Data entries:
⁂

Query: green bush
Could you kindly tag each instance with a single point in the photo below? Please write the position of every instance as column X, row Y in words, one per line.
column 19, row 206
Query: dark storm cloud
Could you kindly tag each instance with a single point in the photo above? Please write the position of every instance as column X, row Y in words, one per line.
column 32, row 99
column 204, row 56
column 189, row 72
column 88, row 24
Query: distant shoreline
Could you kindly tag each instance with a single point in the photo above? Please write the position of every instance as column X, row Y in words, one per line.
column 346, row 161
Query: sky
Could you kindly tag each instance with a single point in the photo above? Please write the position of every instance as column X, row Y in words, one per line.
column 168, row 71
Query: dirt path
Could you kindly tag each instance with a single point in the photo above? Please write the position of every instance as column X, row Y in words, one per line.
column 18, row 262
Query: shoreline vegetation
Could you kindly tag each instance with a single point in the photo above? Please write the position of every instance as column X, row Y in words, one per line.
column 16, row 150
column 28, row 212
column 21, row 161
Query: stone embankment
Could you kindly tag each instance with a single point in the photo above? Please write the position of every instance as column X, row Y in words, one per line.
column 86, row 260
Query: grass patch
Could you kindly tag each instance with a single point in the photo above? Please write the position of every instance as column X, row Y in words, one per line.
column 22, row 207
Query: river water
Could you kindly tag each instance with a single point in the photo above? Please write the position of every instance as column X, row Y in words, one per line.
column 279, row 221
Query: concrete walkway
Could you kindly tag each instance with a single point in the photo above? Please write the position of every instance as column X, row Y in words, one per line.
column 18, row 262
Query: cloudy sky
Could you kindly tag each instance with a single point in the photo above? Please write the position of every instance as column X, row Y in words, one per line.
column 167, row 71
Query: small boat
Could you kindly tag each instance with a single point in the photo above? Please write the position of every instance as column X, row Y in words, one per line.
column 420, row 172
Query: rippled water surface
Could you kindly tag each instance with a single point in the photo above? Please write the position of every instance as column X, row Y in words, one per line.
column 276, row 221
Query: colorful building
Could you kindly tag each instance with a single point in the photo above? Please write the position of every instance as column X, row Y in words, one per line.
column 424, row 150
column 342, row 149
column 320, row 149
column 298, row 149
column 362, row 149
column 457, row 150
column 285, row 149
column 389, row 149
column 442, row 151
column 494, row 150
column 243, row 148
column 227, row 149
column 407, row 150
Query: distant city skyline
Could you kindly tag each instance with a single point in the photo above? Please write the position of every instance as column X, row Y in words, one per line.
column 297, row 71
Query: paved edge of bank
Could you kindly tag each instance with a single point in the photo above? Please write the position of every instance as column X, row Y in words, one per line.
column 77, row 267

⁂

*Requirement*.
Transcribe only, please, the lines from the first line of the records through the line with "Query: river water". Both of those lines are included.

*Your response*.
Query: green bush
Could you kindly tag each instance with a single point in the photo below? Please write the position of every instance as column X, row Y in words, one per line.
column 19, row 206
Query: dark storm cloud
Could you kindly tag each instance with a single point in the photo above? Please write the position of every instance as column X, row Y in words, one per line.
column 32, row 99
column 204, row 56
column 189, row 72
column 88, row 24
Query: distant shoreline
Could you kindly tag each instance with a single point in the photo above? Please write the position of every instance as column X, row Y in words, one per line.
column 346, row 161
Query: sky
Could you kindly tag each instance with a single point in the photo above? Please write the position of every instance as column X, row Y in words, one per line.
column 168, row 71
Query: dirt path
Could you kindly tag each instance with a single point in the photo above? Please write the position of every instance as column X, row Y in words, one per line.
column 18, row 262
Query: shoreline vegetation
Could you kindly tag each instance with a single point in the photo above? Please write the position of every instance as column X, row Y in words, one per line.
column 16, row 150
column 28, row 212
column 21, row 161
Query: stone embankment
Could you kindly tag each instance with a single point in the photo above? Please write the position of every instance as column X, row Y in words, one per line.
column 86, row 260
Query: grass patch
Could you kindly tag each instance with a single point in the photo above? Please write the position of every instance as column X, row Y in words, one per line.
column 22, row 207
Query: river water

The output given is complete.